Fragmento de origen:
▼
Dos chicas conversaban y fumaban un cigarro. Decidido a por lo menos vender dos sanguches y comerme los otros 28 y largarme a mi casa, me acerqué a ellas. - Hola, tengo sanguches de pollo, ¿quieren? - Ellas dieron un sorbo a la cerveza que tenían en mano y como si yo fuera una gaviota más cagando desde lo alto de un poste, me ignoraron. Acá no pasa nada, pensé. Y caminando me fui de Redondo porque todo me pasó menos hacer negocio redondo con mis 30 sanguches de pollo.
Fui a la playa Cascadas, había mucha más gente disfrutando del verano. Debido al calor sólo tenía ganas de sacarme la ropa, despegarme el calzoncillo que lo sentía estampado en mis zonas erróneas y meterme al mar. De pronto, casi a punto del calateo, escuché un silbido en señal de llamado. Volteé la cabeza y tres chicas y un chico me pasaban la voz. Fui con el afán de aventarles el cooler por la cabeza si se burlaban de mí pero una de ellas me preguntó que vendía. Le dije "Sanguches de pollo, si no le gusta, igual me lo paga" Se rieron los cuatro y es que la frase de los colegas suele ser: Si no le gusta no me lo paga; pero aparentemente el cambio trajo consigo la primera venta del día y por partida cuádruple. La divina providencia permitió que esta venta fuera perfecta. Sin haberlo ensayado pude arrodillarme, abrir el cooler, ofrecer las cremas a cada uno, servir los panes, entregarlos, cobrarlos, dar vuelto y despedirme. Desde ese momento el pecho se me hinchó como si tuviera 80 litros de silicona en cada tetilla y engolando la voz nada acorde a mi grácil cuerpo entoné: "Saaaaaaaaanguche de pollooooooooo... ahí tiene los ricos saaaaaaaaanguches de polloooo... saaaaaaaaaaaaaaaaaaaaaaaaanguche de pollooo... si no le gusta "igual" me lo paga porque ando misioooooo... saaaaaaaangucheeeeeeee" y la venta fue un éxito total... los 26 sanguches restantes me quedaron chicos. El gordo, el viejo y el surferito pituquito me veían como al forastero pero yo continuaba encandilando a mis clientes para hacerlos cautivos. Terminé mi venta de ese día, me acerqué donde mis primeros compradores y les pedí cuidaran mis cosas. Debajo de la bermuda en realidad llevaba puesta mi ropa de baño, me preparé y me di el chapuzón en el mar más extraordinario que jamás me haya dado. Había ganado S/. 45.00 a razón de S/. 1.50 cada sanguche. Regresé por mis cosas y me fui a casa demasiado contento.
A los dos días decidí regresar a la misma playa. Opté por hacerlo un día sí y un día no. Pese a que no hubo inconveniente la primera vez, evité despedazar el pollo y esta vez si lo serví deshilachado. Mi indumentaria era la misma como cábala de mi fortuna y todo empezó a ir tal como la primera vez. Rápidamente comencé a vender mis sanguches. Con mucho estilo servía las salsas llevando los chisguetes por el contorno y centro del pan bañando al pollito en ají, mostaza, ketchup y mayonesa a pedido de la clientela. Cuando un cliente me pedía más salsa, simplemente hacía el movimiento con la mano pero no apretaba el chisguetito (cojudo no soy tampoco) pero no dejaba de ser generoso. Me encontré con unos amigos del colegio quienes se sorprendieron de mi iniciativa y me compraron también.
▲
Datos proporcionados:
▼
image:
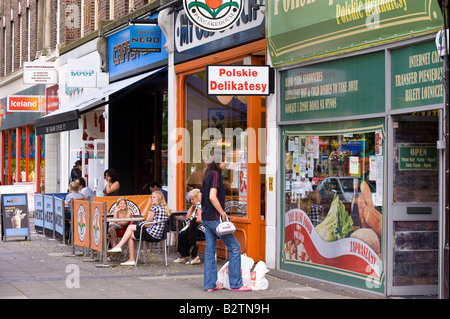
▲
Consigna 1:
Transcribe del relato sobre la venta de sanguches el pasaje que va desde "Dos chicas conversaban" hasta "sanguches de pollo.".
Consigna 2:
Retoma el relato sobre la venta de sanguches y continúalo a partir del punto en que se detiene.

Respuesta 1:
Dos chicas conversaban y fumaban un cigarro. Decidido a por lo menos vender dos sanguches y comerme los otros 28 y largarme a mi casa, me acerqué a ellas. - Hola, tengo sanguches de pollo, ¿quieren? - Ellas dieron un sorbo a la cerveza que tenían en mano y como si yo fuera una gaviota más cagando desde lo alto de un poste, me ignoraron. Acá no pasa nada, pensé. Y caminando me fui de Redondo porque todo me pasó menos hacer negocio redondo con mis 30 sanguches de pollo.

Respuesta 2:
De pronto, de muy lejos me llamaron tres chicos. "Ven Ven" me decían. Apresuré el paso porque ahí aprendí que el cliente es la razón de ser de un negocio. En la medida que me iba acercando me di cuenta que la pose de los 3 chicos cada uno sobre su toalla más bien parecía la pose de una sesión de fotos de miss Perú. Con shorcitos al cuete y top para tapar los rollos, las tres peludas y muy sonrientes y coquetas "señoritas" me preguntaron qué tenía. Les dije: "Sanguches de pollo, ¿quieren? - Ay, no. - dijo una(o) de ellas(os). - Te queremos a ti -. Sonreí nervioso y me fui. Bueno, gajes del oficio.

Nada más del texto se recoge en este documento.